J’ai joué à un Visual Novel roumain consacré à l’analyse des techniques de manipulation psychologique dans le cadre d’interrogatoires de police et à l’analyse des différents courants de la philosophie anarchiste. Voilà, c’est dit, Interrogation : You will be deceived m’a fait prononcer, sans regret aucun, ma phrase la plus étrange de 2019.
J’ai une fascination pour les jeux où l’on doit faire avouer des trucs à des gens. Quand je n’ai pas l’immense plaisir d’écrire pour ce site, mon travail consiste pour une bonne partie à parler à des gens, et à essayer de comprendre au mieux ce qu’ils souhaitent, ou essayent d’exprimer, tout en essayant d’être moi-même le plus clair et réaliste possible dans ce que je peux leur proposer. Les jeux basés sur l’expression de la parole, j’adore ça, d’Oxenfree à Phoenix Wright en passant par les jeux de rôle mettant en avant les mécaniques de conversation à la Fallout ou à la Tyranny. Il m’a toujours semblé, cependant, que rares étaient les jeux permettant de mentir ou de manipuler mes interlocuteurs de manière vraiment convaincante. Souvent, ces manipulations sont scriptées, ou liées à des variables un peu trop visibles. Ainsi dans le récent The Outer Worlds, booster les compétences de conversation vous transforme en baratineur fou qui serait capable en deux secondes de faire acheter un brasero à Satan. Rien de tel dans Interrogation : You will be deceived, un jeu qui vous rappelle que la manipulation, c’est un ensemble de techniques, et que ces techniques sont souvent assez immorales, voire abjectes, et ce peu importe la cause desservie.
Bon Cop Bad Cop
Je vais rester de manière intentionnelle assez évasif sur le scénario général de Interrogation, riche en rebondissements et s’aventurant dans des sentiers assez rarement explorés par le jeu d’aventure. Il y est question de vous, un policier dans une grande ville américaine jamais nommée en proie à une déréliction avancée (on pense à Detroit, Boston ou Baltimore). Spécialisé dans les techniques d’interrogatoire avancées, vous vous retrouvez à la tête d’une petite équipe de choc : un enquêteur de terrain expérimenté, une détective badass et un analyste de données introverti, et quelques autres personnages recrutables en fonction de vos choix. Votre routine ordinaire d’enquête sur des meurtres sordides s’interrompt quand la ville est frappée par une série d’attentats anarchistes, occasion idéale d’enchaîner des séquences de prise d’otages, de désamorçage de bombes, de négociations avec des témoins-clés, et d’arrachage d’aveux de manière plus ou moins propre.

Entrées fournies ->

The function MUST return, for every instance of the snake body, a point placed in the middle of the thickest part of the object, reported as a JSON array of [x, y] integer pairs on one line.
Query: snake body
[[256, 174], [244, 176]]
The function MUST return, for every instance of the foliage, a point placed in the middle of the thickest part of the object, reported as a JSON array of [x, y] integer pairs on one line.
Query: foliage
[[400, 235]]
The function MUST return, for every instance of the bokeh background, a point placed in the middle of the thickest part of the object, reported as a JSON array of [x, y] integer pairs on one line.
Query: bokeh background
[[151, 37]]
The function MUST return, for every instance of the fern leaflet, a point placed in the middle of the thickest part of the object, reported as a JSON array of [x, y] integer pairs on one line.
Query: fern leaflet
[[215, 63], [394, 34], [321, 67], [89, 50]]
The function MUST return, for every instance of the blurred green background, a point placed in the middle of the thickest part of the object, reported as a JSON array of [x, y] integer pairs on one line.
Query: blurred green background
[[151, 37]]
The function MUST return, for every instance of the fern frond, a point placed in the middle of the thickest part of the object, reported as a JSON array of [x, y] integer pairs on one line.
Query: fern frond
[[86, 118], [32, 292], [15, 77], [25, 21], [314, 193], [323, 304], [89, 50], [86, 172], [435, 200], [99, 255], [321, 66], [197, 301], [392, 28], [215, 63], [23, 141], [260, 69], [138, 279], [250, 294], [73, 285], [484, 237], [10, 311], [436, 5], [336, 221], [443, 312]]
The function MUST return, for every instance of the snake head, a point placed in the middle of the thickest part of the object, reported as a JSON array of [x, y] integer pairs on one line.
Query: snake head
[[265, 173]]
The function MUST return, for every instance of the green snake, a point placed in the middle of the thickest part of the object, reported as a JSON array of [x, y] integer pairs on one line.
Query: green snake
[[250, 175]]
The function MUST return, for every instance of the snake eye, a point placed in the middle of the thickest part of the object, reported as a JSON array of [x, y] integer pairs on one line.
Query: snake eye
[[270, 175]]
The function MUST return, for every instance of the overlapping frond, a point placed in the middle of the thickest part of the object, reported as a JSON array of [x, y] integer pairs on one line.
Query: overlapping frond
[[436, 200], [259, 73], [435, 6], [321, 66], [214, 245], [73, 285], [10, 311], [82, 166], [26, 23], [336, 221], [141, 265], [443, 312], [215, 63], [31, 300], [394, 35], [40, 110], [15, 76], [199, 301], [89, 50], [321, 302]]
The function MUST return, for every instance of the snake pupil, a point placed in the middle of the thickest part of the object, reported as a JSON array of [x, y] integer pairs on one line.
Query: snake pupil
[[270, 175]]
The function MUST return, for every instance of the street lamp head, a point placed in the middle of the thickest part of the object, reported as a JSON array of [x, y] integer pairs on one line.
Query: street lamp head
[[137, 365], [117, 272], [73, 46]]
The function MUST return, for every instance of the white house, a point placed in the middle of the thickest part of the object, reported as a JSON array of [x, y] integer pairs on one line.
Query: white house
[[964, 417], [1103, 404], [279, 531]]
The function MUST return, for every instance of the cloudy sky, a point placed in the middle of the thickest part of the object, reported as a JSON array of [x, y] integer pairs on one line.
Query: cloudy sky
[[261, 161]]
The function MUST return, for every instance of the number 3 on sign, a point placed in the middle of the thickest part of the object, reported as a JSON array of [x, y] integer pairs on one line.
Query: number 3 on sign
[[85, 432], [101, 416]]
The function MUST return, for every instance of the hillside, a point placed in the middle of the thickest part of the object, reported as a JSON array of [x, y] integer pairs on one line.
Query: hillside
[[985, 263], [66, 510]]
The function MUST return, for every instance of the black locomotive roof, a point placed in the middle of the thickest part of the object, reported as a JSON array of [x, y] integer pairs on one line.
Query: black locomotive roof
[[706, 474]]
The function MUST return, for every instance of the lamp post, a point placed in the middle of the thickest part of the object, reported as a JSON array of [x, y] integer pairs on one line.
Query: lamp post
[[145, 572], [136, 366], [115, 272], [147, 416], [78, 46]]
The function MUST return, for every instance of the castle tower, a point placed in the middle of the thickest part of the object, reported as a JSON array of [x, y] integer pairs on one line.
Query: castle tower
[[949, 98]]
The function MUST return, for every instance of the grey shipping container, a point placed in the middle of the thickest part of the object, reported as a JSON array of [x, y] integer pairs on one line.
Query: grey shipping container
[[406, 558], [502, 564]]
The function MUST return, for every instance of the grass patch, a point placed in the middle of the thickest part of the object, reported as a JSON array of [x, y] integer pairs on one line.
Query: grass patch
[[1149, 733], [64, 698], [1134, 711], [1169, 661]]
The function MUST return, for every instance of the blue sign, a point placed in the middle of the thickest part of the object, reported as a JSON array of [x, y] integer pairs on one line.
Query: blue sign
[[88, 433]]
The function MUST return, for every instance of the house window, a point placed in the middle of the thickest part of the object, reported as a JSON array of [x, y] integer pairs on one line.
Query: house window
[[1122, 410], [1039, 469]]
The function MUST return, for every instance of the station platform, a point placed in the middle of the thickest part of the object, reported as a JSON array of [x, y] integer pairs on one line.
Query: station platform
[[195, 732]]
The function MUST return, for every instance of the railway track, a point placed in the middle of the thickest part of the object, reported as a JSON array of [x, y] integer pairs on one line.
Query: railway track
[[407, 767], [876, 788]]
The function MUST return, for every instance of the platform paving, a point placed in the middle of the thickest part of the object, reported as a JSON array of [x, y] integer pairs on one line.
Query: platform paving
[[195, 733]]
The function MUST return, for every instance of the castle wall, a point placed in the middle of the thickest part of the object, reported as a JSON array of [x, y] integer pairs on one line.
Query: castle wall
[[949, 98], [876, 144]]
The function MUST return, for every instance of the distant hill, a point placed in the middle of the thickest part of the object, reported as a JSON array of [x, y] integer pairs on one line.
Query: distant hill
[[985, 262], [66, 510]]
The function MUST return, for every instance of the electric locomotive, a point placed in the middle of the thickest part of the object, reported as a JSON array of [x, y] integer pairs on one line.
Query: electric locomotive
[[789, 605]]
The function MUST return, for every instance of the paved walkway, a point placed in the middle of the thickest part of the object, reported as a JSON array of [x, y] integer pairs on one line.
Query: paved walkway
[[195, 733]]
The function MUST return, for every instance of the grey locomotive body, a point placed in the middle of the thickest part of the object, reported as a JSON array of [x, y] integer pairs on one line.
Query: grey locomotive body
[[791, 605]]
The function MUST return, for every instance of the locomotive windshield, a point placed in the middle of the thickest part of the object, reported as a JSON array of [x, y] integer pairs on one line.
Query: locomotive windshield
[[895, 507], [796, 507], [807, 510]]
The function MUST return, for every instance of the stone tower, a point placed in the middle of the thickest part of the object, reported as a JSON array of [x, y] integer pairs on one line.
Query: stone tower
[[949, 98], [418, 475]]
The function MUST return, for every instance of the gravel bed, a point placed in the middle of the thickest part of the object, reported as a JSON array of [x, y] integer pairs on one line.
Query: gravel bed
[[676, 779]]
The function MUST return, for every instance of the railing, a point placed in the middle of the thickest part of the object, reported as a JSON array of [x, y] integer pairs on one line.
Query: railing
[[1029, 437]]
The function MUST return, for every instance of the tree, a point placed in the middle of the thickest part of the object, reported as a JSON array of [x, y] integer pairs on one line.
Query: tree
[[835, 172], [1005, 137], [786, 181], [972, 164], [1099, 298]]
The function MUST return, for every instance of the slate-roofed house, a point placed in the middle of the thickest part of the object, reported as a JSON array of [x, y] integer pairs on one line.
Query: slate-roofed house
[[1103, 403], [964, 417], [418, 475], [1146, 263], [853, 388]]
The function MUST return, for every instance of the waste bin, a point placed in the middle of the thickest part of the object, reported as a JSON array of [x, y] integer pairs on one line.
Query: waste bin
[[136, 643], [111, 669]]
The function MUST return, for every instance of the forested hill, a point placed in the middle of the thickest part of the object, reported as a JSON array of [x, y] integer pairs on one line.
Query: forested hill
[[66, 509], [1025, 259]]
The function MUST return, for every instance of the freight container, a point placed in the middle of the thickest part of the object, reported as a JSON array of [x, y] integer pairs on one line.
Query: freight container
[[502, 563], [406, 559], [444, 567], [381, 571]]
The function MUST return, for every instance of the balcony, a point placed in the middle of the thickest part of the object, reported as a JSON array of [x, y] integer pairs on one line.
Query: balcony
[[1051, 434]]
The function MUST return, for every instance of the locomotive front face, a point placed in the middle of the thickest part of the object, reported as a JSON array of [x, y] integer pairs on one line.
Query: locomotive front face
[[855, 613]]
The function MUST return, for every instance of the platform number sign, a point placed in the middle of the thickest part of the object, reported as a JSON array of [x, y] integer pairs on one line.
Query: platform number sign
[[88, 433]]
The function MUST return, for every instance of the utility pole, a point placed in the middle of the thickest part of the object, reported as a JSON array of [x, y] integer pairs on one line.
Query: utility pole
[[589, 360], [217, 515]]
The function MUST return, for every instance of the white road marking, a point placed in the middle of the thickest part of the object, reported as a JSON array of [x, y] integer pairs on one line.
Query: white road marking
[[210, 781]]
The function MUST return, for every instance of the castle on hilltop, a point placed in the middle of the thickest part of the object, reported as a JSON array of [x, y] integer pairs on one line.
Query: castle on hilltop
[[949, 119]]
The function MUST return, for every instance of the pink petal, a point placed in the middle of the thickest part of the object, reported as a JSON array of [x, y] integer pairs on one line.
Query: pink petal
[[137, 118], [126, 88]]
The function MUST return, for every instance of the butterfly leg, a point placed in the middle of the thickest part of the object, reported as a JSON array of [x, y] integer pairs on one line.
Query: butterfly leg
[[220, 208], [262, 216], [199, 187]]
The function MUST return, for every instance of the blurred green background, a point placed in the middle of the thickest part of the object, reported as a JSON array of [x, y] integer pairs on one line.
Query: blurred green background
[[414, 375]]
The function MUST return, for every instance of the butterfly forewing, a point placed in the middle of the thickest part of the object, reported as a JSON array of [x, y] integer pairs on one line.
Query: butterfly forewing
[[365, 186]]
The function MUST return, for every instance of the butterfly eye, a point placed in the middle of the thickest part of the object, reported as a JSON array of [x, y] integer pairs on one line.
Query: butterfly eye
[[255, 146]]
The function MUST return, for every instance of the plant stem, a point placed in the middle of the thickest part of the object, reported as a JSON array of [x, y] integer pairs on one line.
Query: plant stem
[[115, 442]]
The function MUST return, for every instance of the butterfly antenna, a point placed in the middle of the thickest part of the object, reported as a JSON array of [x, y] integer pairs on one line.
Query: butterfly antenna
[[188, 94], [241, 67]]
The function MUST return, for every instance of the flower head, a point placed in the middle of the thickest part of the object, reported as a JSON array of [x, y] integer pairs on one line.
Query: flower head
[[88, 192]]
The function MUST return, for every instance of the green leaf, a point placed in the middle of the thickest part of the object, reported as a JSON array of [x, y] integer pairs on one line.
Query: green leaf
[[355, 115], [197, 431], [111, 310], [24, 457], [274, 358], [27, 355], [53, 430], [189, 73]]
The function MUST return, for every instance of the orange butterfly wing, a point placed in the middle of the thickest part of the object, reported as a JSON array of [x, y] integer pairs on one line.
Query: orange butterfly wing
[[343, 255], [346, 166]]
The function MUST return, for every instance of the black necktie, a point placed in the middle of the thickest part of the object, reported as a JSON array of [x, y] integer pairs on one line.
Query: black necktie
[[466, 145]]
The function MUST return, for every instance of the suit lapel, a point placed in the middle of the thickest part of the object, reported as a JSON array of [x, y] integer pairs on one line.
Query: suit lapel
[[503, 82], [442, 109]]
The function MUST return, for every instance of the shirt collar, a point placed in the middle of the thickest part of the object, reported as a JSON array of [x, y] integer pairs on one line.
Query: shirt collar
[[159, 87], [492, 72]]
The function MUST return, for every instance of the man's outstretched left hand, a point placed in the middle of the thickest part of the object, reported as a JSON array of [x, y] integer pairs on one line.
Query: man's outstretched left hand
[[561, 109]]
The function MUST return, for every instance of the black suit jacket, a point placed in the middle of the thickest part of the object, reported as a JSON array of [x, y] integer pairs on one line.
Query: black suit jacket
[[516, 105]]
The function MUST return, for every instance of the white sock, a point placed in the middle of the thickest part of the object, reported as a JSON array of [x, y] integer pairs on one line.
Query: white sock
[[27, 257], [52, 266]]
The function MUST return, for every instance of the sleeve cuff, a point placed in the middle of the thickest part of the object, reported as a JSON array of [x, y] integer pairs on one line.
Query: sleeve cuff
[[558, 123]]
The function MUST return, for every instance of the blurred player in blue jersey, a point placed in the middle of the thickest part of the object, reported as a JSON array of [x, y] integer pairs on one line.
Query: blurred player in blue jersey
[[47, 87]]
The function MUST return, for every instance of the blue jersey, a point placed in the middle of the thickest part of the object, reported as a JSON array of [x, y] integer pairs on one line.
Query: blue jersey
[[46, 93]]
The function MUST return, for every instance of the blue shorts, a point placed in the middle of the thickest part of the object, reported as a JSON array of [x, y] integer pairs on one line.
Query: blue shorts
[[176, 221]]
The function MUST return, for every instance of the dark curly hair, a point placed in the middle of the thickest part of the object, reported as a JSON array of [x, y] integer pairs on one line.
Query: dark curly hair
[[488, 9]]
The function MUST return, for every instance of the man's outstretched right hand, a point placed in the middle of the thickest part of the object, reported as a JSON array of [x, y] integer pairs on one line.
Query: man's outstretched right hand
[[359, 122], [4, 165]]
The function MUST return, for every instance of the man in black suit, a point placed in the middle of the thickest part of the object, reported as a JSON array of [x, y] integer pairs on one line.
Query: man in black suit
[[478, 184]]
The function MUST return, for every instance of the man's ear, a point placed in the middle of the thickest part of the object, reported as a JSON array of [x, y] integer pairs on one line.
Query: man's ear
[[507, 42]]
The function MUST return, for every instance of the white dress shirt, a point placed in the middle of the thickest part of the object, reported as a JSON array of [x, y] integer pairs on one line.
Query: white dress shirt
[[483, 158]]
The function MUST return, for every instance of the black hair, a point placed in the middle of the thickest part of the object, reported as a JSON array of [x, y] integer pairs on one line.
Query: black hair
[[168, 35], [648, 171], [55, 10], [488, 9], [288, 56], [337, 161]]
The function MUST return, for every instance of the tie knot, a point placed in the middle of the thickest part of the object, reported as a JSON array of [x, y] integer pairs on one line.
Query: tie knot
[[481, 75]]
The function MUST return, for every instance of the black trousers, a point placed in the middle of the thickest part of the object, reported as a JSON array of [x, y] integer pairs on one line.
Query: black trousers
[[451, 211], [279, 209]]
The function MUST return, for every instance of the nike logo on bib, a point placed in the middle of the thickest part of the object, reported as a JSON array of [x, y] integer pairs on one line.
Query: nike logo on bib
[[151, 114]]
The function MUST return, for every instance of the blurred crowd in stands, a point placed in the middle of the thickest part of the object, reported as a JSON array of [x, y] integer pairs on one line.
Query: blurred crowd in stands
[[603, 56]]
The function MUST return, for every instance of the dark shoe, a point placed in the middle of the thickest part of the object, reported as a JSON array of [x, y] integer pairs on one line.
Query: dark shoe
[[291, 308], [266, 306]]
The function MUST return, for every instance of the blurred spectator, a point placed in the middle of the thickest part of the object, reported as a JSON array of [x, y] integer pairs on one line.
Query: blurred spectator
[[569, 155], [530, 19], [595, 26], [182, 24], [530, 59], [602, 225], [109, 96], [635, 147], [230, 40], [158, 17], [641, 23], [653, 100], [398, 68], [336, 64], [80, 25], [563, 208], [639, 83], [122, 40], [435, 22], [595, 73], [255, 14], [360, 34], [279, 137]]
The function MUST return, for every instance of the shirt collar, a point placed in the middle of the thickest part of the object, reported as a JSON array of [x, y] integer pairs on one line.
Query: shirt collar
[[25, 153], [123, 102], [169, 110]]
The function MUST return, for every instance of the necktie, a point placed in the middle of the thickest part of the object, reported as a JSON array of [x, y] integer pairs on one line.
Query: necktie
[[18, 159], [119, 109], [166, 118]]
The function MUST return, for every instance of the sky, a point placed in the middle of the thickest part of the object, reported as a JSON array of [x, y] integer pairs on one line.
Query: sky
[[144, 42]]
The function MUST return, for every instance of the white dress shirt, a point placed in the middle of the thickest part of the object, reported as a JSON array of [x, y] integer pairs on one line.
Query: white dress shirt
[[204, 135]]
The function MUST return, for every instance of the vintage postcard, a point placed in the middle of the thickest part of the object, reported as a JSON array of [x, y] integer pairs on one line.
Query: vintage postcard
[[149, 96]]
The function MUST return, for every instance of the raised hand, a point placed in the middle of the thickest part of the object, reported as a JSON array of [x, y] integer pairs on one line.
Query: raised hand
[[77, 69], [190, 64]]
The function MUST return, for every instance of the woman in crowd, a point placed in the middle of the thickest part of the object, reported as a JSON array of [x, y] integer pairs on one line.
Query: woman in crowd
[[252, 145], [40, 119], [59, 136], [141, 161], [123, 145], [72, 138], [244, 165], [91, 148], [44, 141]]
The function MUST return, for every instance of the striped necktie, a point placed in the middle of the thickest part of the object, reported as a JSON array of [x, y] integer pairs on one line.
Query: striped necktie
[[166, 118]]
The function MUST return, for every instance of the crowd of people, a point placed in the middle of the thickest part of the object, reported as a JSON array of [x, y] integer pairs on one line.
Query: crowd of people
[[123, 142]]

Vos tâches ->
- 1) Recopiez à l'identique les entrées, de la toute première jusqu'à la ligne contenant « [[400, 235]] », celle-ci incluse.
- 2) Rédigez la suite du texte sur le jeu Interrogation : You will be deceived, à partir de l'endroit où il s'arrête.

Les réponses ->
- 1)
The function MUST return, for every instance of the snake body, a point placed in the middle of the thickest part of the object, reported as a JSON array of [x, y] integer pairs on one line.
Query: snake body
[[256, 174], [244, 176]]
The function MUST return, for every instance of the foliage, a point placed in the middle of the thickest part of the object, reported as a JSON array of [x, y] integer pairs on one line.
Query: foliage
[[400, 235]]

- 2)
Interrogation propose une petite partie de gestion consistant à affecter vos agents à des tâches précises et à veiller à leur moral, tout en soignant la réputation de votre service auprès de votre hiérarchie, de la presse et des représentants de la mairie, mais ce n’est pas le cœur du propos du jeu, entièrement centré sur diverses situations où vous devez faire avouer des choses à des gens, qu’ils soient témoins, experts, suspects, coupables, ou simplement membres de votre équipe. Et très rapidement, le jeu vous explique par le biais de deux missions d’exposition que vous ne pourrez pas faire ça sans repousser au maximum les limites de l’honnêteté, pour patauger dans cette zone grise entre la manipulation psychologique subtile et la violence policière pure et dure. Si Interrogation vous laisse en permanence énormément de portes de sorties pour vous comporter de la manière la plus clean possible avec les personnes qui défilent dans votre bureau et uniquement utiliser vos capacités de déduction pour cibler des contradictions ou des incohérences chez les témoins, le jeu ne fait aucun mystère du fait que frapper sur la tête d’un terroriste récalcitrant est un excellent moyen de fluidifier son envie de signer une confession, que cette dernière soit authentique ou non.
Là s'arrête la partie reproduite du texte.